:: Required task ::
Carry forward the Tablet Magazine article below on Saad Hariri's Washington visit and the salutes to Hezbollah (the text that precedes the listing), beginning immediately after its final sentence.

:: Passage to read ::
August 3, 2017 | Tablet Magazine

Lebanese PM Saad Hariri Joins With Hezbollah to Con Donald Trump

The day after Lebanese Prime Minister Saad Hariri met with President Trump at the White House, a member of his delegation saluted Hezbollah on social media from Washington. Last Wednesday, former minister and current adviser to the Lebanese president (a Hezbollah ally), Elias Bou Saab, tweeted a salute to “every resister”—a euphemism for Hezbollah fighter—and “every soldier” fighting in the outback of the northeastern Lebanese town of Arsal, on the border with Syria. Later that same day, Bou Saab, who is the executive vice president of the American University in Dubai, and is widely seen in Lebanon as a sympathizer of the Syrian Social Nationalist Party, posed for a picture with a journalist from the pro-Hezbollah TV channel NBN. The journalist posted the photo on her Facebook page. It shows Bou Saab and the journalist on a street in Washington, holding a placard with another salute to Hezbollah. It reads: “From the outback of Washington, a salute to the heroes in the outback of Arsal.”

:: Recorded data ::
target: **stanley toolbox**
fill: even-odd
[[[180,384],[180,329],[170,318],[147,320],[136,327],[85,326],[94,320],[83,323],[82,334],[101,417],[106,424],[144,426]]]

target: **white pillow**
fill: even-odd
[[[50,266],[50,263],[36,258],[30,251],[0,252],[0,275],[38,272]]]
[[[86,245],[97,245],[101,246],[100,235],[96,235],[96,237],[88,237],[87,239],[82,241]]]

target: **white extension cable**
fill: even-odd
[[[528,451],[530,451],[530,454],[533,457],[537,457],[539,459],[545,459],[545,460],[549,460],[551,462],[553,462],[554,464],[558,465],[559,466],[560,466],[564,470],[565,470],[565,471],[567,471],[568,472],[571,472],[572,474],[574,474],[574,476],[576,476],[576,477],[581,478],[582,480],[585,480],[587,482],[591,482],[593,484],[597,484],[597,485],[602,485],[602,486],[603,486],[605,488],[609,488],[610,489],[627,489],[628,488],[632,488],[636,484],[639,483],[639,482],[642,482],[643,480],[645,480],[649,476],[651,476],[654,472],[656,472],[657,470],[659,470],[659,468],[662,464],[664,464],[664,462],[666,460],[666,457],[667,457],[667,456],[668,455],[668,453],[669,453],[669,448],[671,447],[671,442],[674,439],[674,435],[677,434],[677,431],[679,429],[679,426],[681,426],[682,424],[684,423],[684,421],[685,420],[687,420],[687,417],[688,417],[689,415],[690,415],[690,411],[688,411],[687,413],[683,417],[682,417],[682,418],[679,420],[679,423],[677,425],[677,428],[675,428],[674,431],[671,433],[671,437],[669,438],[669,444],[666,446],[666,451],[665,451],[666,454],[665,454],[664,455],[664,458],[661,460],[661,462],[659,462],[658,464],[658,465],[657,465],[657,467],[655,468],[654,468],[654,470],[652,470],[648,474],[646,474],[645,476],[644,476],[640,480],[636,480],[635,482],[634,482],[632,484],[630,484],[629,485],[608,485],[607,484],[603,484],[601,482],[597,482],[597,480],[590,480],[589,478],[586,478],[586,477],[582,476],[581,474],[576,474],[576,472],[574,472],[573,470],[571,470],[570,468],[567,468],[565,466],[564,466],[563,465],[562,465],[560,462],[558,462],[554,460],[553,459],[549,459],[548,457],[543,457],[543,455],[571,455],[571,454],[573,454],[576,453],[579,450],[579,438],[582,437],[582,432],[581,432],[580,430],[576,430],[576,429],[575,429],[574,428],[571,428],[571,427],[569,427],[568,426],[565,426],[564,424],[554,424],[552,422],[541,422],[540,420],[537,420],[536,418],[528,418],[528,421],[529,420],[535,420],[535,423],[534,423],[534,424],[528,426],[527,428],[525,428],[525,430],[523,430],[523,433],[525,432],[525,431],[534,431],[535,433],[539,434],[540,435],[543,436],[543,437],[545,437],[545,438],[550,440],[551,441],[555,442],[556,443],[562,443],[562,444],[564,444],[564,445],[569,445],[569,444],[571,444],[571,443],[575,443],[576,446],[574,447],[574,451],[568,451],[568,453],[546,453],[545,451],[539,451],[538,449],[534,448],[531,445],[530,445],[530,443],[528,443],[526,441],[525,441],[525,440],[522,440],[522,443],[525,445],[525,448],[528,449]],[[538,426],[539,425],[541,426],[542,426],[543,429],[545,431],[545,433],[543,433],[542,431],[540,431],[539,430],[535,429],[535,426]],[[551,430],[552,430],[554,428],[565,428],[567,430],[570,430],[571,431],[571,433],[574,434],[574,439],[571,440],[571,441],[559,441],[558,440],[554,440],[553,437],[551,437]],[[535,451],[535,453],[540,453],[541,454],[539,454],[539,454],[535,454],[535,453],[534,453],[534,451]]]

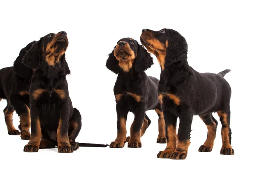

:: Written answer ::
Bou Saab’s boss, Hariri, was only slightly more reserved in his public alliance with the Lebanese terror army—aka “the resistance.” After his press conference with President Trump, in which the U.S. president described Hezbollah as a regional menace and long arm of Iran, the prime minister told Lebanese reporters, “We fight ISIS and al-Qaida. Hezbollah is in the government and part of parliament and we have an understanding with it.”

An understanding with Hezbollah sounds about right. Hariri’s visit with Trump was part of a coordinated, multifaceted information campaign to swindle the U.S. government into continuing its military support and extending political cover for the evolving pro-Iran order in Lebanon and Syria. Everyone—Hariri, Hezbollah, the Lebanese Armed Forces (LAF) and its supporters and publicists in Washington—is in on the con. Everyone benefits—except, of course, the people who continue to suffer and die in the region.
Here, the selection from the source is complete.